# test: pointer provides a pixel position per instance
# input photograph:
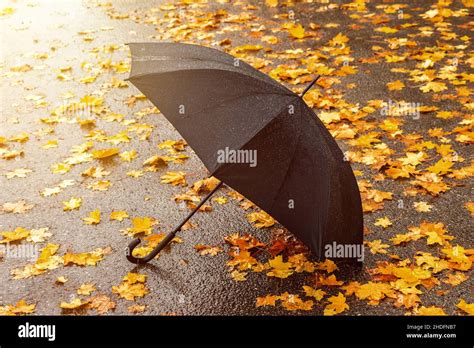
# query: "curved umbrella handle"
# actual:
(169, 237)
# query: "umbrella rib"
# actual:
(248, 68)
(226, 102)
(287, 168)
(253, 135)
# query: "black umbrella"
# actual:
(256, 136)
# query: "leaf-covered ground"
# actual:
(87, 163)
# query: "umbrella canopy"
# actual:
(256, 136)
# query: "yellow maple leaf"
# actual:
(72, 204)
(261, 219)
(133, 278)
(296, 31)
(104, 153)
(21, 307)
(377, 247)
(441, 167)
(11, 236)
(429, 311)
(268, 300)
(118, 215)
(207, 249)
(84, 259)
(86, 289)
(387, 30)
(434, 87)
(238, 276)
(93, 218)
(74, 304)
(177, 145)
(128, 156)
(142, 225)
(174, 178)
(318, 294)
(220, 200)
(339, 39)
(374, 291)
(466, 307)
(279, 268)
(337, 305)
(294, 302)
(422, 207)
(60, 168)
(383, 222)
(395, 85)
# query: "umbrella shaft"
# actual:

## TASK STATEMENT:
Repeat every line of the records above verbatim, omitting the pictures.

## EXERCISE RESPONSE:
# test: pointer provides a pixel position per instance
# input photograph:
# query: "curved umbrella handle"
# actual:
(169, 237)
# query: "umbrella rib"
# actual:
(248, 68)
(226, 102)
(287, 168)
(253, 135)
# query: "black umbrella"
# actual:
(256, 136)
# query: "leaf-covered ground"
# actual:
(87, 163)
# query: "umbrella canopy"
# actual:
(256, 136)
# query: "yellow maple leaf"
# actual:
(72, 204)
(261, 219)
(133, 278)
(296, 31)
(104, 153)
(21, 307)
(377, 247)
(441, 167)
(11, 236)
(429, 311)
(268, 300)
(118, 215)
(207, 249)
(84, 259)
(86, 289)
(387, 30)
(434, 87)
(238, 276)
(93, 218)
(74, 304)
(177, 145)
(128, 156)
(142, 225)
(174, 178)
(318, 294)
(220, 200)
(339, 39)
(374, 291)
(466, 307)
(279, 268)
(337, 305)
(294, 302)
(422, 207)
(60, 168)
(383, 222)
(395, 85)
# query: "umbrella shaft"
# actual:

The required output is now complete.